**Aufgabe**
Welche Vorstellung über Unschärfe existiert laut dem Textausschnitt über Unschärfe in der Fotografie seit jeher?

**Textausschnitt**
'''

06. Juni 2014 Lesezeit: ~8 Minuten

Gedanken zur Unschärfe

Seit jeher existiert die Vorstellung, Unschärfe habe etwas mit Fehlerhaftigkeit zu tun. Einerseits geben doch zahlreiche Handbücher standardmäßig Tipps, wie man Unschärfe vermeiden kann, andererseits sind es gerade unscharfe Fotos, die den Betrachter besonders in ihren Bann ziehen. Gibt es also gute und schlechte Unschärfe?

Ich beschäftige mich gern historisch und kunstwissenschaftlich mit verschiedensten Dingen, die mir in der Fotografie begegnen und über die ich dann länger nachdenken muss. Unschärfe ist eines davon. Es ist spannend, wie sich eine vermeintliche Fehlerhaftigkeit, nämlich, dass einzelne Bildteile nicht zu erkennen sind, in der Kunst etabliert hat, und das in erstaunlich vielen Formen. Und hier darüber zu schreiben, ermöglicht es mir erneut, einige meiner liebsten Unschärfefotos anderer Fotografen vorzustellen.

'''

**Extrahiertes Material**
'''

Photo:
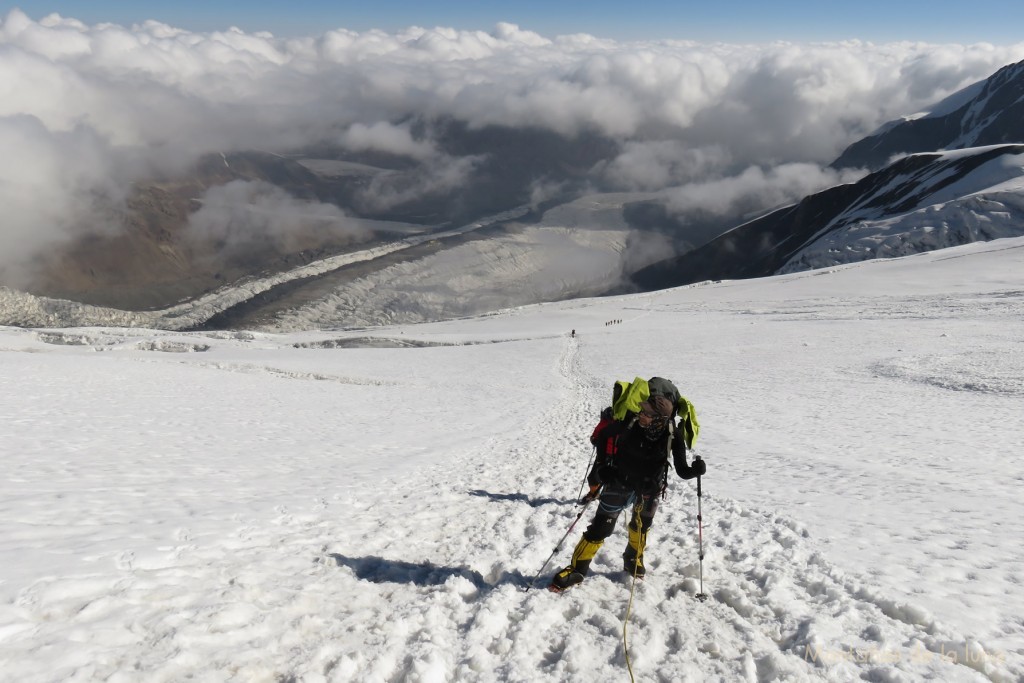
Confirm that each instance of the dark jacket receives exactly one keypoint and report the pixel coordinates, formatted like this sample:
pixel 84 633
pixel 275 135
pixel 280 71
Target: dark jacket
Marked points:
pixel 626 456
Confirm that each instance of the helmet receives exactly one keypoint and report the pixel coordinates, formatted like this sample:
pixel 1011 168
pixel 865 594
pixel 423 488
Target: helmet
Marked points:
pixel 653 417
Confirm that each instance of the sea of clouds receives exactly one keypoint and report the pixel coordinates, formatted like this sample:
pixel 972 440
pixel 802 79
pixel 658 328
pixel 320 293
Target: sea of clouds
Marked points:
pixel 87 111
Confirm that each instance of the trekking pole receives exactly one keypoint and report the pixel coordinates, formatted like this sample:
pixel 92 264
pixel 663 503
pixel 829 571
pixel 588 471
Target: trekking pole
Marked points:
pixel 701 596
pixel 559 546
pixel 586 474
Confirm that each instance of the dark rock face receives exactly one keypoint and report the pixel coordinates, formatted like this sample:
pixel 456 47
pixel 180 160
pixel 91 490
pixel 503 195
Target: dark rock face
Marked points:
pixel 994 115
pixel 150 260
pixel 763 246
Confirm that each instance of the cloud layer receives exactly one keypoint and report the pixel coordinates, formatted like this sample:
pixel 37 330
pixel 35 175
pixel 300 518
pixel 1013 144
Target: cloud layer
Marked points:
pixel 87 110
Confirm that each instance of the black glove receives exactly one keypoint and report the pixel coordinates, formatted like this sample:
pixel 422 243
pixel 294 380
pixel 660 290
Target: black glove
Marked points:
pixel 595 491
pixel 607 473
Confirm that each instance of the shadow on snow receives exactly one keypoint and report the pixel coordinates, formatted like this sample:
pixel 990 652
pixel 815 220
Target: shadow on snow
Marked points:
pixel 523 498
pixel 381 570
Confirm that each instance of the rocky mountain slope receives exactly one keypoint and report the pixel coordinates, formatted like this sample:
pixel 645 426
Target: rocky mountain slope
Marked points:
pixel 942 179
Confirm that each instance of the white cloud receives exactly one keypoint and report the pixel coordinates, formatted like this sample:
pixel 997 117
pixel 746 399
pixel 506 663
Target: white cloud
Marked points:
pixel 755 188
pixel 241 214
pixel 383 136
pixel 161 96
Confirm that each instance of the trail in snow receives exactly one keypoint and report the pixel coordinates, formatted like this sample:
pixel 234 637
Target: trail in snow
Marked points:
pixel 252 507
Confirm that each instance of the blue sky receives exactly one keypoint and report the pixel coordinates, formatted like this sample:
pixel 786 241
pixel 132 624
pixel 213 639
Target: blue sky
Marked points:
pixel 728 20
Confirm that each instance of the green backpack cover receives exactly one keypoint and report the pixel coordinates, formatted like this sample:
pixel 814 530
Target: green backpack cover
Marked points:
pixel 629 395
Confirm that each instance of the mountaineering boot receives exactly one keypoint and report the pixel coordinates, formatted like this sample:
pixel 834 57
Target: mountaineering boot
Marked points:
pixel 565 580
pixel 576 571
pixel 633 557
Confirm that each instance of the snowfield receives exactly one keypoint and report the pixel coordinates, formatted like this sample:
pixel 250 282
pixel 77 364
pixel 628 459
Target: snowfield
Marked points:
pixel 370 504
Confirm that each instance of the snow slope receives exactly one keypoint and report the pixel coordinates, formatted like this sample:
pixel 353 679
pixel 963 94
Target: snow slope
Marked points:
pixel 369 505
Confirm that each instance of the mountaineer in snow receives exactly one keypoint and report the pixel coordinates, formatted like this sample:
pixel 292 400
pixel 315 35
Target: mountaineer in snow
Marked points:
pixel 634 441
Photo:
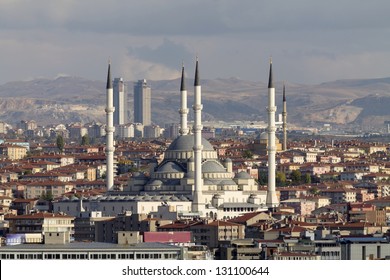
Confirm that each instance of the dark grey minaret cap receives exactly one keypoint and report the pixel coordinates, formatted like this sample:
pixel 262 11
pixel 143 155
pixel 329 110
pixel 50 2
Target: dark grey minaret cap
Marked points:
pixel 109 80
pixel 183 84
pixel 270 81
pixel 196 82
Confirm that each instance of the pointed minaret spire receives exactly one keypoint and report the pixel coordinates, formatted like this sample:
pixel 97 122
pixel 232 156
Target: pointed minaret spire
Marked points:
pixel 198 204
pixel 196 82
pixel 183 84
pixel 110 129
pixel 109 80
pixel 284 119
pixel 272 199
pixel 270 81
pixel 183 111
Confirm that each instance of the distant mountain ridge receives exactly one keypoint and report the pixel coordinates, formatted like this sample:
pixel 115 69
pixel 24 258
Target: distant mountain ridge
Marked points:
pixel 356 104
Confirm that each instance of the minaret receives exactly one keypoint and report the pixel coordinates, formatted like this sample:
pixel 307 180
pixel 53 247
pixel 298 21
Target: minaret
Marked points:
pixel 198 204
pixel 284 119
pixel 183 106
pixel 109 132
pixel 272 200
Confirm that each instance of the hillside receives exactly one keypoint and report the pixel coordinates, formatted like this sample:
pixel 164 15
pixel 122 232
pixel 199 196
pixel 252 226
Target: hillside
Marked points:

'''

**Lösung**
Die Vorstellung, Unschärfe habe etwas mit Fehlerhaftigkeit zu tun.